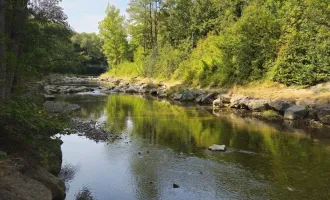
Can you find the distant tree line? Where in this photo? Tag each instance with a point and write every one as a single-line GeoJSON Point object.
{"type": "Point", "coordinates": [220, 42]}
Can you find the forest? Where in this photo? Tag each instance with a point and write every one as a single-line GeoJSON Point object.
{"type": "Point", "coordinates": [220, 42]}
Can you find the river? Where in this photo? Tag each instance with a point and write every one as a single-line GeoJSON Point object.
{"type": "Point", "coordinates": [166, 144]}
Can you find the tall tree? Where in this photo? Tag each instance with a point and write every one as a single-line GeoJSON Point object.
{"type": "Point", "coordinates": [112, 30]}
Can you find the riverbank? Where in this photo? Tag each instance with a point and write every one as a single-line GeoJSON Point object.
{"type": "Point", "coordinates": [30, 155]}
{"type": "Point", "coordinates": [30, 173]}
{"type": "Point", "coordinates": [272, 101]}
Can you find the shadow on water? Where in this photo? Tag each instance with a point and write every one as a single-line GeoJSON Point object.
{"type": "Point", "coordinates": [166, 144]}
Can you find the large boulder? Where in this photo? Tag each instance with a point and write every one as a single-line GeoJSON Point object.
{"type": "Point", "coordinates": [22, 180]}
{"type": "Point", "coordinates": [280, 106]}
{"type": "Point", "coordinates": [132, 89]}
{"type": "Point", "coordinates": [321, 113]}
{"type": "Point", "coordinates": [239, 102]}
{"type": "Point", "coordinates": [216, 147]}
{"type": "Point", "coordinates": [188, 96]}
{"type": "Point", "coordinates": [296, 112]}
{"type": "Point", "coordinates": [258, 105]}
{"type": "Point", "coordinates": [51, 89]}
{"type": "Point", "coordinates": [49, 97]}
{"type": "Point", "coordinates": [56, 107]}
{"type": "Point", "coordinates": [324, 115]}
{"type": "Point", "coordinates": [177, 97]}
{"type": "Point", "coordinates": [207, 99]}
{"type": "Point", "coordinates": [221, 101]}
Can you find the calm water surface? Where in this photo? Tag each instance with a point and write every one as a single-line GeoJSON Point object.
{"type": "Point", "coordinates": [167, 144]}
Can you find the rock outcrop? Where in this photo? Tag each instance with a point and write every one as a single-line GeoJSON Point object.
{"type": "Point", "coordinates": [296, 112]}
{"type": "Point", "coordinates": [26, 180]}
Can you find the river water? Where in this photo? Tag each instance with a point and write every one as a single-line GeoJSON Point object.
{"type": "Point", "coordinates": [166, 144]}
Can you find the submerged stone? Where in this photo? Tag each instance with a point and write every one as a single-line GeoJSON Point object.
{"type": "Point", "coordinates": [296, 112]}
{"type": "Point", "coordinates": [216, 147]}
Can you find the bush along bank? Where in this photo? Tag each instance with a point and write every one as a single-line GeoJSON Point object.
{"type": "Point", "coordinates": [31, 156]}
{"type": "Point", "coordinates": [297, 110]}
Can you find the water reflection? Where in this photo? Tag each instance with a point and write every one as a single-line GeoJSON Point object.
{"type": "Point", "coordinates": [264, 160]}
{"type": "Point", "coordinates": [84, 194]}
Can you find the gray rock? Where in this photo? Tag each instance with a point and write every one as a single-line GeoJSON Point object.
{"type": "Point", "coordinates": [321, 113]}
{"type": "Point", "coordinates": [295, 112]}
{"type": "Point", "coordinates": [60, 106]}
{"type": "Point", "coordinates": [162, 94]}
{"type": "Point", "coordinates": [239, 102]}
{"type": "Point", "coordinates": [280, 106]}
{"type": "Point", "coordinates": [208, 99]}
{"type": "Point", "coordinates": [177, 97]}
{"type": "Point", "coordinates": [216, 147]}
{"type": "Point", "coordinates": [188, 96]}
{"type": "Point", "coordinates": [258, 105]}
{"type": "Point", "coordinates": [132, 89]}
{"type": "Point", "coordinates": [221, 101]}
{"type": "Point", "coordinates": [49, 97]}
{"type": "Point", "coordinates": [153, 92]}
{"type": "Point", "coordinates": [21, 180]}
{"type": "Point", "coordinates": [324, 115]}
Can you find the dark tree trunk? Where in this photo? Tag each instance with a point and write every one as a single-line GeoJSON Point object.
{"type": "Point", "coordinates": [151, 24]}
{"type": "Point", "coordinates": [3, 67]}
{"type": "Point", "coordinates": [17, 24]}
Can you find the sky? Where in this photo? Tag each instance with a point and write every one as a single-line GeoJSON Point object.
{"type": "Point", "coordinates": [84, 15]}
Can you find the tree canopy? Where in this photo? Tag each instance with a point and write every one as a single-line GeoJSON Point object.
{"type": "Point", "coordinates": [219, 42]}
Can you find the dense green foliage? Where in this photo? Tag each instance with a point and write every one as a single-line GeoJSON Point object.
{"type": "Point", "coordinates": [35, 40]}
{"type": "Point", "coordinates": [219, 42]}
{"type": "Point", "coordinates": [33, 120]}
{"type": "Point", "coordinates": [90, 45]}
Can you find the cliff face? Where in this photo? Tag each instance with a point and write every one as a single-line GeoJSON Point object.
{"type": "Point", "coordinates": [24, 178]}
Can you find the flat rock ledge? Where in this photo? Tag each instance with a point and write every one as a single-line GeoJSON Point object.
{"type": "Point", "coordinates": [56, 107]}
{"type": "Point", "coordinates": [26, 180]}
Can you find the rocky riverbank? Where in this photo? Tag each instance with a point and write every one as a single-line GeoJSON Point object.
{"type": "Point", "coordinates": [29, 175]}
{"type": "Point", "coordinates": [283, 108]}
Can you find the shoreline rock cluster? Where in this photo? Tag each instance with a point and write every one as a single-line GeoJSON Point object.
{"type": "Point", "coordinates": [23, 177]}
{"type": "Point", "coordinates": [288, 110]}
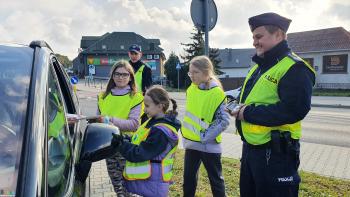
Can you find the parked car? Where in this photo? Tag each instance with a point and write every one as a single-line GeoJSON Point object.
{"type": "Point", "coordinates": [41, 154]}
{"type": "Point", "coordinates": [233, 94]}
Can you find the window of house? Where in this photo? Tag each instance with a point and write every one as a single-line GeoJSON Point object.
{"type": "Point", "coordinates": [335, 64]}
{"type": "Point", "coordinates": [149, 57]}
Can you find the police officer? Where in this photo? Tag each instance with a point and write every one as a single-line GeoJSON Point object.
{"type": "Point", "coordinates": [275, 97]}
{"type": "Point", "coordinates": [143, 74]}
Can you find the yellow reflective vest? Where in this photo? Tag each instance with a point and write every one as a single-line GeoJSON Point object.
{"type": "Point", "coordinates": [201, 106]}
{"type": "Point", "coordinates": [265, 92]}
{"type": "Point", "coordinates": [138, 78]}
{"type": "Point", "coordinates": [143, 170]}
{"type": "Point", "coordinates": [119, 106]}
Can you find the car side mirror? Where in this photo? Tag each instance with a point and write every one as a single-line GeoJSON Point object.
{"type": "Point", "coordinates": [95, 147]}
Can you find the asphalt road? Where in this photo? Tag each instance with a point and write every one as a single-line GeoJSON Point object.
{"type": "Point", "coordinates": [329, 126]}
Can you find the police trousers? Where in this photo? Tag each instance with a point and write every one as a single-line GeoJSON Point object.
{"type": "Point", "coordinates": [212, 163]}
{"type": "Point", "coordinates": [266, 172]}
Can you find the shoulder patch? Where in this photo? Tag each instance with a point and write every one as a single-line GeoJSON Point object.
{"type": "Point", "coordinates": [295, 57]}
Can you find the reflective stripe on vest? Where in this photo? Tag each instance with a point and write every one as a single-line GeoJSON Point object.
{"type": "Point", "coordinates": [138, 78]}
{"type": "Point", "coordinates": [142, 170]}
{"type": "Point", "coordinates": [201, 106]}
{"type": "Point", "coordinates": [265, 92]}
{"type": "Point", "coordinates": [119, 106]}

※

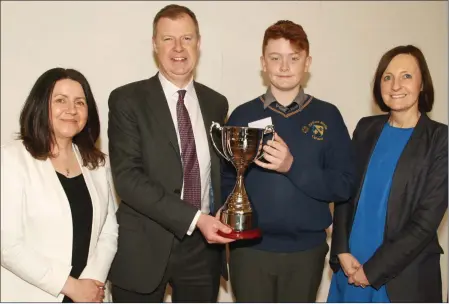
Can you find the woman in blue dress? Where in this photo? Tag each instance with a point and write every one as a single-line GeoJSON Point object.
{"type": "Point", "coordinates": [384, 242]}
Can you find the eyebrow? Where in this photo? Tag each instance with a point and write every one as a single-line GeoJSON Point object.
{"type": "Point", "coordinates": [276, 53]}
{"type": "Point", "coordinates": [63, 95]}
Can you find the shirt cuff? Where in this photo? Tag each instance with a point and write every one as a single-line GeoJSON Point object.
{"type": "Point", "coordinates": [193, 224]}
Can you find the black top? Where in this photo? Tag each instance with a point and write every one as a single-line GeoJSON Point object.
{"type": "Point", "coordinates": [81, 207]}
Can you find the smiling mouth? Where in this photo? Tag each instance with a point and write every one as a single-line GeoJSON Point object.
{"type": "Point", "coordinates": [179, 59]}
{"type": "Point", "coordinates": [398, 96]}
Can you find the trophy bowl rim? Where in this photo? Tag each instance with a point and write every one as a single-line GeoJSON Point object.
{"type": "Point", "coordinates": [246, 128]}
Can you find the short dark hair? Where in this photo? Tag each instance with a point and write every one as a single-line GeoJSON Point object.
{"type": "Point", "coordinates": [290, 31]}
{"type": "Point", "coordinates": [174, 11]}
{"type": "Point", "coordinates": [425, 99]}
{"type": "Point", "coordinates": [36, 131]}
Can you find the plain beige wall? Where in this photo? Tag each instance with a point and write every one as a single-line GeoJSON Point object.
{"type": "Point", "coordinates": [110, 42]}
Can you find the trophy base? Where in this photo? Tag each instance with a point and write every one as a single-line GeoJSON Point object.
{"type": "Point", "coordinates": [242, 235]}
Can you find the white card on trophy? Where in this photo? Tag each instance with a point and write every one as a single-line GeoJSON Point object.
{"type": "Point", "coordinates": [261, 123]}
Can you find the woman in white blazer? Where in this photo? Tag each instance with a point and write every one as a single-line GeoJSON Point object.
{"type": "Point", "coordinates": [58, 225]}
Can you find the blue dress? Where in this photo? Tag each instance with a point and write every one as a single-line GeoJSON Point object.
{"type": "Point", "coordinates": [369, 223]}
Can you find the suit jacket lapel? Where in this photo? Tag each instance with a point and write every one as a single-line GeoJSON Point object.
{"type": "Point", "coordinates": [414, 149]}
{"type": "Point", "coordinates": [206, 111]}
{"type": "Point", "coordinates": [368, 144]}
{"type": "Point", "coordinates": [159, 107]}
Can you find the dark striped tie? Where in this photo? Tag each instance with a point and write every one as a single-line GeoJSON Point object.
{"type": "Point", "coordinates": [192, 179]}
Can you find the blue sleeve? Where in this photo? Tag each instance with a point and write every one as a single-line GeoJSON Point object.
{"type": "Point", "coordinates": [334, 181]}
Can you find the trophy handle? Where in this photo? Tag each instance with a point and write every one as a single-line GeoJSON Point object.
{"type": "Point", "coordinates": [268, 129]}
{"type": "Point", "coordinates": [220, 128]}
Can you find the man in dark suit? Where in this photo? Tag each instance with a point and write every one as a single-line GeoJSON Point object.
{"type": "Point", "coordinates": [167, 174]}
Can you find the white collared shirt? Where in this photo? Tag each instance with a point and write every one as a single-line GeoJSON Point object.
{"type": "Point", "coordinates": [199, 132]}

※

#### Task description
Which lines in the listing above contain the string "suit"? Return each of them in full.

#### Answer to the problem
Can you find the suit jacket lapel? Where in this photo? Tag each instance with a point and write every one as a single-line GeoJSON Point object.
Can you find the man in dark suit? Where in this photo? Tag each instance with a point and write every one as a single-line GeoJSON Point object.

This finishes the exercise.